* **TASK TO COMPLETE**: Copy every line of the material below word for word, changing nothing.

* **DATA PROVIDED**:
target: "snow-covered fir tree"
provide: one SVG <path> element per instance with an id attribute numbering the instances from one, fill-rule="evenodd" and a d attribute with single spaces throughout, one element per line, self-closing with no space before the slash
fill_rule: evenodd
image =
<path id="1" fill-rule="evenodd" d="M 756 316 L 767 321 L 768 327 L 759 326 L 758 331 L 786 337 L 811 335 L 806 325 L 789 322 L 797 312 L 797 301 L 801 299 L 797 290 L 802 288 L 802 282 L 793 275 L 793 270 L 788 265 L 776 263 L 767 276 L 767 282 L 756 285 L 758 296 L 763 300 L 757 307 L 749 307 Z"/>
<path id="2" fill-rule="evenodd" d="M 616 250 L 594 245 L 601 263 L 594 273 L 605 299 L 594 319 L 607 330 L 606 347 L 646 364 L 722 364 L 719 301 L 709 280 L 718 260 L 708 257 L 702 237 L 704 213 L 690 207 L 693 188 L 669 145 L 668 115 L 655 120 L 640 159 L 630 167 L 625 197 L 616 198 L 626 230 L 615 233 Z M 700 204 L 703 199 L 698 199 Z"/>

* **COMPLETE RESPONSE**:
target: "snow-covered fir tree"
provide: one SVG <path> element per instance with an id attribute numbering the instances from one, fill-rule="evenodd" and a d attribute with single spaces throughout, one element per line, self-closing with no space before the slash
fill_rule: evenodd
image =
<path id="1" fill-rule="evenodd" d="M 756 316 L 767 321 L 768 327 L 759 326 L 758 331 L 786 337 L 811 335 L 806 325 L 789 322 L 797 312 L 797 301 L 801 299 L 797 290 L 802 288 L 802 282 L 793 275 L 793 270 L 788 265 L 776 263 L 767 276 L 767 282 L 756 285 L 758 296 L 763 300 L 757 307 L 749 307 Z"/>
<path id="2" fill-rule="evenodd" d="M 616 250 L 594 245 L 601 263 L 594 273 L 605 299 L 594 319 L 607 330 L 606 347 L 646 364 L 722 364 L 719 301 L 709 280 L 718 260 L 708 257 L 702 237 L 704 213 L 690 207 L 693 188 L 669 145 L 668 115 L 655 120 L 640 159 L 630 167 L 625 197 L 616 198 L 626 230 L 615 233 Z M 700 204 L 703 199 L 698 199 Z"/>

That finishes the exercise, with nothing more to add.